Data for the task.
--------------------------------------------------

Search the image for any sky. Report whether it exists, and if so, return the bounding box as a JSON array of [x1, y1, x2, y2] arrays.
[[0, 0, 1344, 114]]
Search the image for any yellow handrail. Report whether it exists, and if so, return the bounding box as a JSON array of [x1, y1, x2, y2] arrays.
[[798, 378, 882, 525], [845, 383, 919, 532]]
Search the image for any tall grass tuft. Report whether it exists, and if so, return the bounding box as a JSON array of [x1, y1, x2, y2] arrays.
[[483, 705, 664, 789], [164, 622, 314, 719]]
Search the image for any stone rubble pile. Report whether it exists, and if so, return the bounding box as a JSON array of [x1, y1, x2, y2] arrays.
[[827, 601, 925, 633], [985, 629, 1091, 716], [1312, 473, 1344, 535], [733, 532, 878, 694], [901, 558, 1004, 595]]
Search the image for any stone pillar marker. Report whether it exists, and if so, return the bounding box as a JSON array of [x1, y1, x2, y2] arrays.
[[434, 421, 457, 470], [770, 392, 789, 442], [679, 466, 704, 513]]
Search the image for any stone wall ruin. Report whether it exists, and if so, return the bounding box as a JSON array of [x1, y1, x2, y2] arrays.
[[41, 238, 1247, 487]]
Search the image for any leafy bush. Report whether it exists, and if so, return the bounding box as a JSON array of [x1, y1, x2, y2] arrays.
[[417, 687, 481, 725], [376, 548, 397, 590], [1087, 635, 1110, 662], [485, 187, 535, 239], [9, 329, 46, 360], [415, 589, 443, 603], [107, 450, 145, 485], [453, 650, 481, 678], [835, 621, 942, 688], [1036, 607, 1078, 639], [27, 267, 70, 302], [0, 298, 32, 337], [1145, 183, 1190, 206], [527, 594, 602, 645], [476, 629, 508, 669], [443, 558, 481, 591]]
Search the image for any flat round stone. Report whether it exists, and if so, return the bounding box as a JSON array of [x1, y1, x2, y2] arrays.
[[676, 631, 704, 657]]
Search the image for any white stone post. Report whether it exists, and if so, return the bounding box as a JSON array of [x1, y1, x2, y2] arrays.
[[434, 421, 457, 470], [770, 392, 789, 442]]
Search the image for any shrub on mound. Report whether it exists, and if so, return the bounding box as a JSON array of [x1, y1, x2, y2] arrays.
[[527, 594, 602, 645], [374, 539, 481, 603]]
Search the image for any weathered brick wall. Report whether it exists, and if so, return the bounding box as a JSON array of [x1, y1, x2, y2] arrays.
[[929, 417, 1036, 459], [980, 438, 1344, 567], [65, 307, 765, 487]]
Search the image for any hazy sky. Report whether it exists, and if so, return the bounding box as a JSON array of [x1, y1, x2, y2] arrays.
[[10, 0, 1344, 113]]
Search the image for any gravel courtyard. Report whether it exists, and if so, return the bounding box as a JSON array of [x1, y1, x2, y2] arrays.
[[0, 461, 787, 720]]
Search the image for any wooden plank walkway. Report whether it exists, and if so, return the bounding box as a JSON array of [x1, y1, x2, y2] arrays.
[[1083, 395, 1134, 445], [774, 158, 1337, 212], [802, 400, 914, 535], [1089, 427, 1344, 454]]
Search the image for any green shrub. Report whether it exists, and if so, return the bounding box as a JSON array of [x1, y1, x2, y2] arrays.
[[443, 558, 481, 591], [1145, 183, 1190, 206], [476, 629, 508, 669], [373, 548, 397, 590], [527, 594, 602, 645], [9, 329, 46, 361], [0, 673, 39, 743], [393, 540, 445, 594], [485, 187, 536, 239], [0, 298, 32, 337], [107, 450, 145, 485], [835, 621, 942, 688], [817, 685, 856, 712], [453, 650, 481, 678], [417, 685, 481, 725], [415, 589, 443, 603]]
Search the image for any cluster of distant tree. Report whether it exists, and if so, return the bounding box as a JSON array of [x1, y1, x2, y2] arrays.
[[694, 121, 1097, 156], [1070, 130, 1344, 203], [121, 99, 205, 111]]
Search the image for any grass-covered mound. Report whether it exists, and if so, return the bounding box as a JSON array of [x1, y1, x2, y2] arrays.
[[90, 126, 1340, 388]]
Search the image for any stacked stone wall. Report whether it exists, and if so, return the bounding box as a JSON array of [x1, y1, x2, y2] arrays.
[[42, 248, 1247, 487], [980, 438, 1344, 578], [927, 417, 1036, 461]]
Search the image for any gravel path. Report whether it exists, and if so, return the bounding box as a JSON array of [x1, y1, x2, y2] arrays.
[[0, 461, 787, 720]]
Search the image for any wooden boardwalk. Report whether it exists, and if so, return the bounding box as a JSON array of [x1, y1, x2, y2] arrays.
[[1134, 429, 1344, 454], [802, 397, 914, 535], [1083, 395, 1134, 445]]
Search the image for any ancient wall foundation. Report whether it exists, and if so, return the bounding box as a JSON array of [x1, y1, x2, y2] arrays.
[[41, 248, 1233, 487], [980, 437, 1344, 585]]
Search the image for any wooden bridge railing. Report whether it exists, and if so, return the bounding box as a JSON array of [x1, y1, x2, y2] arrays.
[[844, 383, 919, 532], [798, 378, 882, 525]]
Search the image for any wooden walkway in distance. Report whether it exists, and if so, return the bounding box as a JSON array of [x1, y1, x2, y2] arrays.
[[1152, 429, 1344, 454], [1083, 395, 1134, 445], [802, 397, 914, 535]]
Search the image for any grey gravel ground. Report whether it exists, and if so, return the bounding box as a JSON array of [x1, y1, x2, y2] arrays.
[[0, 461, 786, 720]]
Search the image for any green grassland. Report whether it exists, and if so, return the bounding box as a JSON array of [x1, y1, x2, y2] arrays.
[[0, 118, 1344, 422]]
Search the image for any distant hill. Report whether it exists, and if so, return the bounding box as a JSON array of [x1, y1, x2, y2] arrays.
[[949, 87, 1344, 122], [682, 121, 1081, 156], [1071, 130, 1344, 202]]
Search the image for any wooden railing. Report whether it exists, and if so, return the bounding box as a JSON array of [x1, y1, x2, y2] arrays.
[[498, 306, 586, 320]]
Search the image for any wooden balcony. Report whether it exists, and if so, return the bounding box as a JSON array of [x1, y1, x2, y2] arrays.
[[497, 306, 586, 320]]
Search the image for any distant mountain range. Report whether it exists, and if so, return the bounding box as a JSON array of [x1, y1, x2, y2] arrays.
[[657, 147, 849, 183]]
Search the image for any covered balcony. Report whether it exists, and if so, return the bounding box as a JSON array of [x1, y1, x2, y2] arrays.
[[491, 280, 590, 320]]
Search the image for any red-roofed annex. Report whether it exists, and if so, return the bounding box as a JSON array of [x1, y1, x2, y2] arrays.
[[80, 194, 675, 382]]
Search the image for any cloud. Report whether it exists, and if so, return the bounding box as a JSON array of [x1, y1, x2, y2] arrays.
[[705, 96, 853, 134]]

--------------------------------------------------

Task brief. Reproduce every one of the lines above word for word, with nothing added or changed.

Task answer.
Search the image for any sky. Report whether it exists, and if so, return the bounding box as a JSON array of [x1, y1, x2, y2] arrays.
[[0, 0, 1344, 114]]
Search the image for any yellow handrail. Report whether it exists, and if so, return the bounding box as a JSON array of [x1, y1, x2, y2] arrays.
[[798, 378, 882, 525], [845, 383, 919, 532]]
Search the image for any tall grass tuft. Report whether it exists, and if so, return the bounding box as a JSON array of [x1, y1, x2, y2] arrays.
[[483, 705, 664, 789], [164, 622, 314, 719]]
Search the image for any stone rubble pile. Report whether it exists, and if so, return the bounding box as a JSON array of [x1, y1, x2, y2] arrays.
[[827, 601, 925, 633], [985, 629, 1091, 716], [1312, 473, 1344, 535], [733, 532, 878, 694], [901, 558, 1004, 595]]
Search the image for any stone pillar marker. Report whether it exists, and if so, return the bounding box as a JSON array of [x1, y1, x2, y2] arrays.
[[434, 421, 457, 470], [770, 392, 789, 442], [679, 466, 704, 513]]
Search the image for any stone wall ruin. Report whether it exists, and if so, return the bounding box as a JSON array of [x1, y1, x2, y2] arrays.
[[41, 238, 1247, 487]]
Search the image for any leafy bush. Report whether it exists, and if so, return the bounding box as a JSON array of [x1, y1, x2, y2] arrays.
[[417, 687, 481, 725], [376, 548, 397, 590], [1087, 635, 1110, 662], [485, 187, 535, 239], [9, 329, 46, 360], [415, 589, 443, 603], [107, 450, 145, 485], [453, 650, 481, 678], [835, 621, 942, 688], [1036, 607, 1078, 639], [27, 267, 70, 302], [0, 298, 32, 337], [1145, 183, 1190, 206], [527, 594, 602, 645], [476, 629, 508, 669], [443, 558, 481, 591]]
Search the image for any flat round stone. Report whether it exists, and if so, return the bounding box as a JSON array of [x1, y1, x2, y2] arrays.
[[676, 631, 704, 657]]
Search the image for any white stone post. Report whether it exists, and if so, return the bounding box as a JSON array of [x1, y1, x2, y2] arrays.
[[434, 421, 457, 470], [770, 392, 789, 442]]
Search the image for any shrub on mound. Report whether it exists, and if so, return the bounding box as a JSON array of [x1, y1, x2, y2] arrays.
[[527, 594, 602, 645], [374, 539, 481, 603]]
Search the image for any weathered brick wall. Report whether it exists, and if so, return the bounding box as a JSON array of [x1, y1, x2, y2] arrays.
[[929, 417, 1036, 459], [980, 438, 1344, 567], [65, 307, 765, 487]]
Search the image for any hazy sky. Report whether it exists, and if so, return the bounding box as a JSON array of [x1, y1, x2, y2] arrays.
[[10, 0, 1344, 113]]
Search the image for any gravel courtyard. Report whether it exists, and if so, return the bounding box as a JSON array of [x1, y1, x2, y2] arrays.
[[0, 461, 787, 720]]
Search the image for any wooden plank walkway. Report whether it exists, and if so, return the bounding box as a JSON array of [x1, y1, x2, y2] arrays.
[[1083, 395, 1134, 445], [774, 158, 1337, 212], [802, 400, 914, 535], [1089, 427, 1344, 454]]
Search the image for any green shrub. Report whether it exists, and if so, return the bounding box as a JSON array of [x1, y1, x2, y2] arrays.
[[443, 558, 481, 591], [1145, 183, 1190, 206], [476, 629, 508, 669], [373, 548, 397, 590], [527, 594, 602, 645], [9, 329, 46, 361], [0, 673, 39, 743], [393, 540, 445, 594], [485, 187, 536, 239], [0, 298, 32, 337], [107, 450, 145, 485], [835, 621, 942, 688], [817, 685, 856, 712], [453, 650, 481, 678], [417, 685, 481, 725], [415, 589, 443, 603]]
Search the image for any cluster of distant tree. Report whether it exists, and if so, return the bounding box as a JSON array of [x1, y1, x2, y2] arrays.
[[694, 121, 1097, 156], [1070, 130, 1344, 203], [121, 99, 205, 111]]
Search the image for any grass-covered mound. Report whether it exists, and if so, return the bounding box as a JSON array of [x1, y1, x2, y2] arrays.
[[90, 126, 1340, 388]]
Search the image for any stacked stone wall. Report whether it exists, and if so, return the bounding box as a JSON array of [x1, y1, x2, y2] arrays.
[[42, 248, 1247, 487], [980, 438, 1344, 578], [927, 417, 1036, 461]]
Search the image for any gravel path. Report whether it exists, and if so, return the bounding box as a JSON array of [x1, y1, x2, y2] arrays.
[[0, 461, 787, 720]]
Search the image for any wooden boardwalk. Report whether it exists, and if so, return the bounding box as a JSON array of [x1, y1, x2, y2] arrays.
[[1134, 429, 1344, 454], [802, 397, 914, 535], [1083, 395, 1134, 445]]
Search the image for any ancient wall foundation. Report whether it exists, and if so, return the bounding box as a JSON array of [x1, y1, x2, y2] arrays.
[[41, 248, 1233, 487], [980, 437, 1344, 585]]
Search the image for any wooden bridge railing. Report whether it exists, and if so, return the bounding box as a JSON array of [x1, y1, x2, y2] arrays.
[[844, 383, 919, 532], [798, 378, 882, 525]]
Search the image for any wooden walkway in distance. Report whether it exists, and if so, return the bounding box as a JSON array of [x1, y1, x2, y2] arrays.
[[1152, 429, 1344, 454], [1083, 395, 1134, 445], [802, 397, 914, 535]]
Search the image for any grey gravel ground. Report whether it exists, and if so, return the bounding box as a JSON array of [x1, y1, x2, y2] arrays.
[[0, 461, 786, 720]]
Search the image for any green grassland. Report whether it exists, and if so, return the bounding box as a JSON array of [x1, y1, x2, y2] arrays.
[[0, 118, 1344, 422]]
Search the image for any distant hill. Report whether it exists, and if so, return the bounding box as a JSON array of [x1, y1, x2, y2] arrays.
[[949, 87, 1344, 122], [682, 121, 1081, 156], [1071, 130, 1344, 202]]
Search the image for any wooden railing. Report whether it exists, and if so, return the bounding box as a JSON array of [x1, y1, x2, y2] arrays.
[[498, 306, 586, 320]]
Search the image for any wooden balcony. Report whether it exists, and if so, return the bounding box as a JSON array of [x1, y1, x2, y2] arrays.
[[497, 306, 586, 320]]
Search the image for any distant mountain range. Report whether it exists, and if so, return the bounding box as a JSON array of [x1, y1, x2, y2] arrays.
[[657, 147, 849, 183]]
Search the image for any covered balcony. Report whether it exists, and if so, return the bounding box as a JSON array of [x1, y1, x2, y2] arrays.
[[491, 280, 590, 320]]
Search the image for any red-roofed annex. Report whether it exists, and if so, return the bounding box as a JSON array of [x1, y1, x2, y2] arrays.
[[80, 194, 675, 382]]
Search the image for any cloud. Report whether it exists, and if so, return the bounding box as a JSON array of [x1, y1, x2, y2] arrays.
[[705, 96, 853, 134]]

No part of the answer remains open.